> [Provided records]

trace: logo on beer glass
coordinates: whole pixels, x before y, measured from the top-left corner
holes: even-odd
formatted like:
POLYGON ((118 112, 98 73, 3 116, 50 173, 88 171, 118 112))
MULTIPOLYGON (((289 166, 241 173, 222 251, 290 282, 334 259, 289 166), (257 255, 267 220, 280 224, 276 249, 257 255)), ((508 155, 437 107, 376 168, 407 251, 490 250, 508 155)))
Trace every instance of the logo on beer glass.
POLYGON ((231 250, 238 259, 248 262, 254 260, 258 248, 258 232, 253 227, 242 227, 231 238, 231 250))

> [Aim of the exercise] Return every line of the records above verbatim, unchanged.

> [Answer]
trace: logo on beer glass
coordinates: whole pixels, x before y, measured from the top-left corner
holes: even-odd
formatted like:
POLYGON ((118 112, 98 73, 3 116, 50 173, 88 171, 118 112))
MULTIPOLYGON (((289 166, 241 173, 222 251, 290 282, 334 259, 289 166), (257 255, 267 220, 280 224, 276 249, 257 255)), ((508 155, 437 107, 376 168, 407 251, 490 250, 508 155)))
Trace every instance of the logo on beer glass.
POLYGON ((231 250, 238 259, 248 262, 254 260, 258 248, 258 232, 253 227, 242 227, 231 238, 231 250))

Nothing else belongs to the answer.